# What to work on
Render everything from the row containing "Where can the white fur" down to the row containing "point(106, 111)", both included, as a Markdown table with a column No. for the row number and a column Text for the row itself. Leave out any blank lines.

# Source records
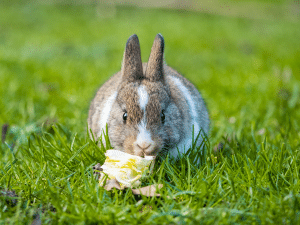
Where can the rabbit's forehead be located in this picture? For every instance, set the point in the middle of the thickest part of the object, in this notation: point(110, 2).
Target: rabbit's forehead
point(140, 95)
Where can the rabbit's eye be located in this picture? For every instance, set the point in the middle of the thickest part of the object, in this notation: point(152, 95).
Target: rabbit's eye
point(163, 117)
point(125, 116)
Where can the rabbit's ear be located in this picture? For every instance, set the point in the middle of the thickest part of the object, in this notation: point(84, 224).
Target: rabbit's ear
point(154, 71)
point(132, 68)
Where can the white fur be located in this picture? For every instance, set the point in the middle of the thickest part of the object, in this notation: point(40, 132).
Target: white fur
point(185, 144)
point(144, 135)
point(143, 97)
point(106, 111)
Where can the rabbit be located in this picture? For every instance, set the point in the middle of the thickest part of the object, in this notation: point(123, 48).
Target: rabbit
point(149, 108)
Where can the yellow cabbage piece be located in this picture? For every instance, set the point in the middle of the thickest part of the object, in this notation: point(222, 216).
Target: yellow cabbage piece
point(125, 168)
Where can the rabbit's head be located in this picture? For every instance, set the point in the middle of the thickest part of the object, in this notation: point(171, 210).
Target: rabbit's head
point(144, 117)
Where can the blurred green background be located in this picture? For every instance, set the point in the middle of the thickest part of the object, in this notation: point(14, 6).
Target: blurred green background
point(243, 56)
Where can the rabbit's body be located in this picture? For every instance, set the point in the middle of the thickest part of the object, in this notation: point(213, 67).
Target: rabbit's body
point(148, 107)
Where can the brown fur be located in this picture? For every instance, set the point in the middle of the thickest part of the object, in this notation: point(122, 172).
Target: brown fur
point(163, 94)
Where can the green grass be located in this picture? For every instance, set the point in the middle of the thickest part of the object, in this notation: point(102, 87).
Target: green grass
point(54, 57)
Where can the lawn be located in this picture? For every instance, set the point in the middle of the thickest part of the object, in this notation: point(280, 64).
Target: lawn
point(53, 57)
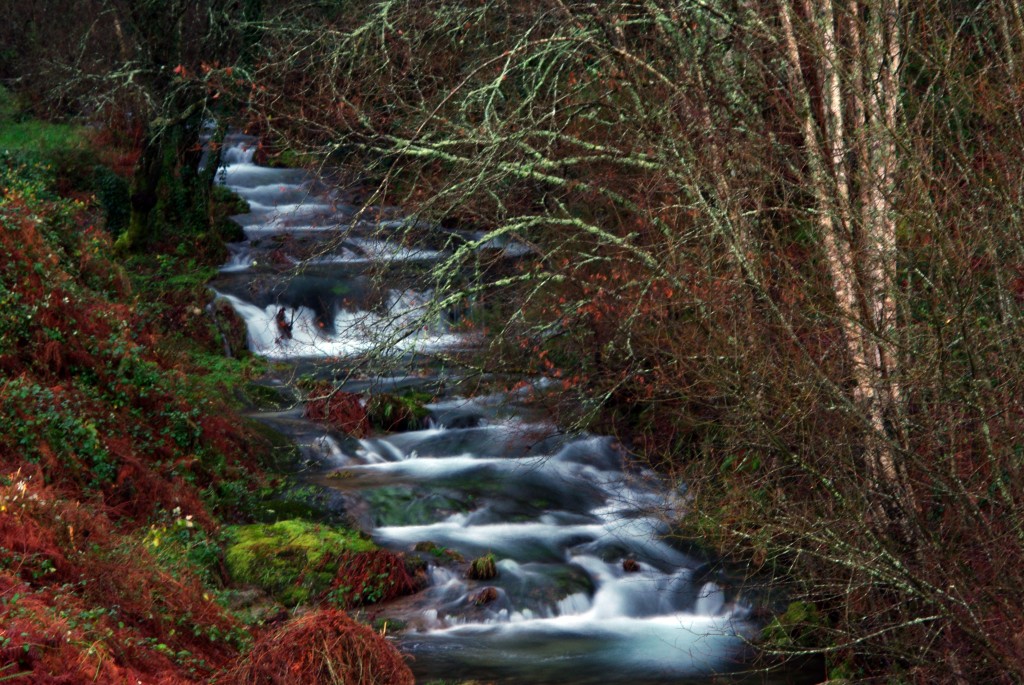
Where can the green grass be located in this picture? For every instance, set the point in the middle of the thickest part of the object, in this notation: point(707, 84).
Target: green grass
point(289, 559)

==

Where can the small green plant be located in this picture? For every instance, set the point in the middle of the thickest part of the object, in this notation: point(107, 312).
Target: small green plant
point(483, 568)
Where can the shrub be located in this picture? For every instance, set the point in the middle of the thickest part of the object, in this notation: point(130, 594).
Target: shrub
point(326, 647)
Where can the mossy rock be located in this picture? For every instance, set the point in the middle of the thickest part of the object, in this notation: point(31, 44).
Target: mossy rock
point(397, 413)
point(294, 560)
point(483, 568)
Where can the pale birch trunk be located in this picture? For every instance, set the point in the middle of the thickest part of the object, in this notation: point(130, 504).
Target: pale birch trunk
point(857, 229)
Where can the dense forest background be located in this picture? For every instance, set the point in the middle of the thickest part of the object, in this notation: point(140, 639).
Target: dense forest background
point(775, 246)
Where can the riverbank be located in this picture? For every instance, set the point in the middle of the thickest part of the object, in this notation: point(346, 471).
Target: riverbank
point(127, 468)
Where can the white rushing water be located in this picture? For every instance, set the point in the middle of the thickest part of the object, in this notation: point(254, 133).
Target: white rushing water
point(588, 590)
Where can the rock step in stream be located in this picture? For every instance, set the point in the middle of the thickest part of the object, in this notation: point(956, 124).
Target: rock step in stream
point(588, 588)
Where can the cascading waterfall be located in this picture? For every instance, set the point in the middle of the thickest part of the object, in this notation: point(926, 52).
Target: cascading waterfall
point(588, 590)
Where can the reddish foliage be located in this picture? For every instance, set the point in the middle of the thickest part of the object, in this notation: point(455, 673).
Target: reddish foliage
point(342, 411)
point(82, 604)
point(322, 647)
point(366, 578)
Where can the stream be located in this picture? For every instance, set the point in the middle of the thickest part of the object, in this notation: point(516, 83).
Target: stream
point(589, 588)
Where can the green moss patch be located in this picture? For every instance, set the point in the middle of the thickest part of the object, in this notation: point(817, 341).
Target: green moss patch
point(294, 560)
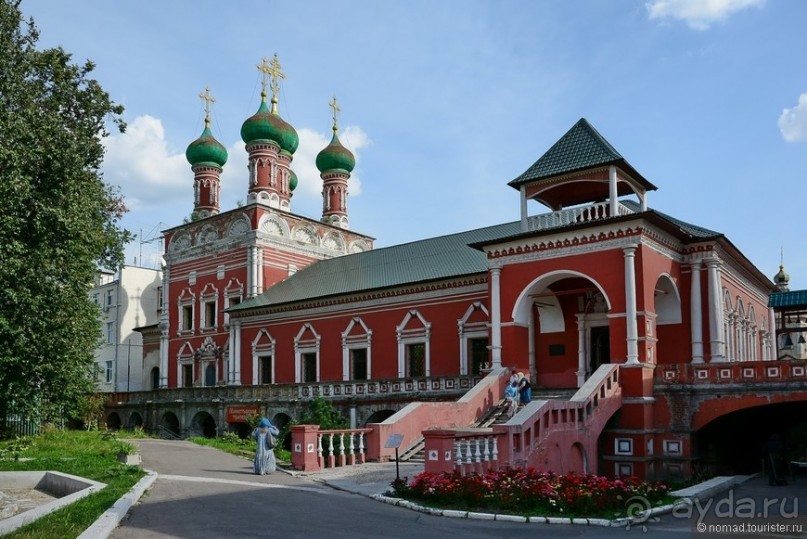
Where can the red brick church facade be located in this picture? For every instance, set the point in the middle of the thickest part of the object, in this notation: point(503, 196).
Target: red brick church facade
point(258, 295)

# Written answer
| No. | Text |
|---|---|
| 1 | Where can the white fur be located in this picture? For every instance, set the point in the middle of the thickest part of the object, in this notation: point(40, 132). |
| 2 | Target: white fur |
| 3 | point(185, 144) |
| 4 | point(144, 135) |
| 5 | point(143, 97) |
| 6 | point(106, 111) |